Some records
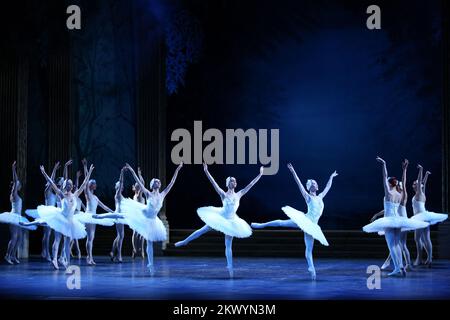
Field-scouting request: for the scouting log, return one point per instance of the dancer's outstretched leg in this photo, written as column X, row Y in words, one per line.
column 150, row 257
column 428, row 245
column 309, row 243
column 90, row 228
column 275, row 223
column 391, row 243
column 193, row 236
column 55, row 249
column 46, row 244
column 419, row 246
column 229, row 254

**Task objective**
Print every line of the records above word for word, leaving out the pictures.

**Exercise solution**
Field-scouting request: for the scouting log, return one point per instance of the dancer's outstretched leg in this photo, written as column X, row Y in words, one per line.
column 150, row 257
column 428, row 245
column 309, row 243
column 90, row 228
column 275, row 223
column 391, row 243
column 193, row 236
column 55, row 249
column 46, row 244
column 419, row 246
column 229, row 254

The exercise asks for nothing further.